───── Information ─────

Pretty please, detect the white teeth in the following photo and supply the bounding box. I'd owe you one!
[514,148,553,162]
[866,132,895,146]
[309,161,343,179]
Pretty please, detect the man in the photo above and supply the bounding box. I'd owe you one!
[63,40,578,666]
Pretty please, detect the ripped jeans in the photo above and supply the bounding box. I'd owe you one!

─────

- **Your instructions**:
Reproduce all of the records exactly.

- **Exercise output**:
Pretty please, detect the white teeth in the following photo and supply the bounding box. I'd owe you one!
[514,148,553,162]
[866,132,895,146]
[309,161,343,179]
Pretty please, detect the man in the photo above and supply the bounding box. I'd owe you one!
[63,40,578,666]
Pretty please, detect the ripped jeans in the photo above and supply the bounding box. I'd owe you one!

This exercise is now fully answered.